目標 a:
記録のうち、「the human arm」を含む行で始まり「[[103, 205]]」を含む行で終わる範囲を編集し、「one line」を「a single line」に置き換えた形でその範囲の行だけを示せ。ほかの部分は一切変えないこと。

ドグマに次ぐグレードの機種「PRINCE(プリンス)」にしても、フレームセットで30~45万円、完成車も最低で40万円、すぐにでもレースに出れる仕様になると100万円を超えます。
このプリンスの価格が最高価格帯というメーカ―も少なくないので、遥かに上を行くドグマは別格の存在です。
ただ、これだけではユーザーの裾野を広げるのは難しく、実際に手にできる人はそう多くないはずです。
そこで用意されているのが、今回の主役である「ANGLIRU(アングリル)」です。
ピナレロ・アングリルは「グランフォンド」向けという評価
前項ではピナレロのロードバイクの価格についてお伝えしました。
破格と言えるドグマや、一般的なメーカーのフラッグシップ並みの価格のプリンスなど、やはり高級なものが揃っています。
しかし、今回はフルカーボンフレームにシマノ・105をメインコンポとした完成車で約26万円の、「アングリル」をご紹介していきます。
アングリルは、長距離系のレースイベントを表す「グランフォンド」というカテゴリーに属しています。
他メーカーですと、「エンデュランス」や「ロングライド」と呼ばれますが、ピナレロは「グランフォンド・ピナレロ」という海外からも多数の参加がある人気イベントを主催していることもあり、このカテゴリー名にしていると思われます。
グランフォンド・ピナレロはレースではなくイベントなので、特にタイムを競うわけでもなく、あくまでも走りを楽しむのが目的です。
ですから、使用するバイクにしても長距離を快適に走るために車体の安定感や、衝撃吸収性が重視されています。
そのため、アングリルはレースモデルが多いピナレロの中では、優しい味付けもされており、乗りやすいという評価もあるモデルです。

記録の抜粋:
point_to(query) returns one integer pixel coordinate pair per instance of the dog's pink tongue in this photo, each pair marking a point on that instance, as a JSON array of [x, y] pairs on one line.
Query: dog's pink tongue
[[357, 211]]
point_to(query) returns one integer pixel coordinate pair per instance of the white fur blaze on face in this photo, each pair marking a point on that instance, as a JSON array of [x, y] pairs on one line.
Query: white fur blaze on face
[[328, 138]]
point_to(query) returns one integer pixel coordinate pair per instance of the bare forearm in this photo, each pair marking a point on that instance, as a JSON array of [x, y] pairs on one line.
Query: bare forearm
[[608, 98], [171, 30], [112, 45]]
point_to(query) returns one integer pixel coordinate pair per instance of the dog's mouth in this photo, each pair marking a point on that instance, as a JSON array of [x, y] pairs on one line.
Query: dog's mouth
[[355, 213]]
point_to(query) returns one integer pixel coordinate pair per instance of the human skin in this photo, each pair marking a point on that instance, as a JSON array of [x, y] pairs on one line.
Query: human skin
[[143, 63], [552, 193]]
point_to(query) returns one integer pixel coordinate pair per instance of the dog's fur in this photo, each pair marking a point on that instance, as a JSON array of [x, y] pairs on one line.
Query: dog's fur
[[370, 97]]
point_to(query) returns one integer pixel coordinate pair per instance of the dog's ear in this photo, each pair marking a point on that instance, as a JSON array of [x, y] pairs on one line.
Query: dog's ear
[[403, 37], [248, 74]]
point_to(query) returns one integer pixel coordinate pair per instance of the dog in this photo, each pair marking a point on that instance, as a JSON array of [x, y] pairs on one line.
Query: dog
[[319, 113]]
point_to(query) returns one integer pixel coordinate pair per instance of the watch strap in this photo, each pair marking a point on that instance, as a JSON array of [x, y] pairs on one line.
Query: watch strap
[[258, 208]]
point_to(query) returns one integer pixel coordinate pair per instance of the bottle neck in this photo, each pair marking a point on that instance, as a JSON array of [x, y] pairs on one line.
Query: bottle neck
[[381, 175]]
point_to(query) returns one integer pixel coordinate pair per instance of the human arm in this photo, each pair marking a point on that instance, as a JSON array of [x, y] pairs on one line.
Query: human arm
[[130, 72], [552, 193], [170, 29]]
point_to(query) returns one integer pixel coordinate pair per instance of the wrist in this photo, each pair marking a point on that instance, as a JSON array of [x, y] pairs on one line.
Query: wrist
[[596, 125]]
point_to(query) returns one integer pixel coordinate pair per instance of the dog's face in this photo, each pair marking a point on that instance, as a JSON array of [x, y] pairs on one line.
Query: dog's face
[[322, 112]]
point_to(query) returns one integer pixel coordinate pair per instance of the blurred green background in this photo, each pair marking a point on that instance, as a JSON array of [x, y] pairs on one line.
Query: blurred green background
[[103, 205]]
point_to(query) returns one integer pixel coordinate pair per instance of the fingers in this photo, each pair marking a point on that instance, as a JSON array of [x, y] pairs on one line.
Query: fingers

目標 b:
ピナレロの記事から、「ピナレロ・アングリルは「グランフォンド」向けという評価」で始まり「リル」をご紹介していきます。」で終わる部分を一字一句そのまま書き出せ。

回答全文 a:
point_to(query) returns one integer pixel coordinate pair per instance of the human arm in this photo, each pair marking a point on that instance, as a JSON array of [x, y] pairs on a single line.
Query: human arm
[[130, 72], [552, 193], [170, 29]]
point_to(query) returns one integer pixel coordinate pair per instance of the wrist in this photo, each pair marking a point on that instance, as a JSON array of [x, y] pairs on a single line.
Query: wrist
[[596, 125]]
point_to(query) returns one integer pixel coordinate pair per instance of the dog's face in this photo, each pair marking a point on that instance, as a JSON array of [x, y] pairs on a single line.
Query: dog's face
[[322, 112]]
point_to(query) returns one integer pixel coordinate pair per instance of the blurred green background in this photo, each pair marking a point on that instance, as a JSON array of [x, y] pairs on a single line.
Query: blurred green background
[[103, 205]]

回答全文 b:
ピナレロ・アングリルは「グランフォンド」向けという評価
前項ではピナレロのロードバイクの価格についてお伝えしました。
破格と言えるドグマや、一般的なメーカーのフラッグシップ並みの価格のプリンスなど、やはり高級なものが揃っています。
しかし、今回はフルカーボンフレームにシマノ・105をメインコンポとした完成車で約26万円の、「アングリル」をご紹介していきます。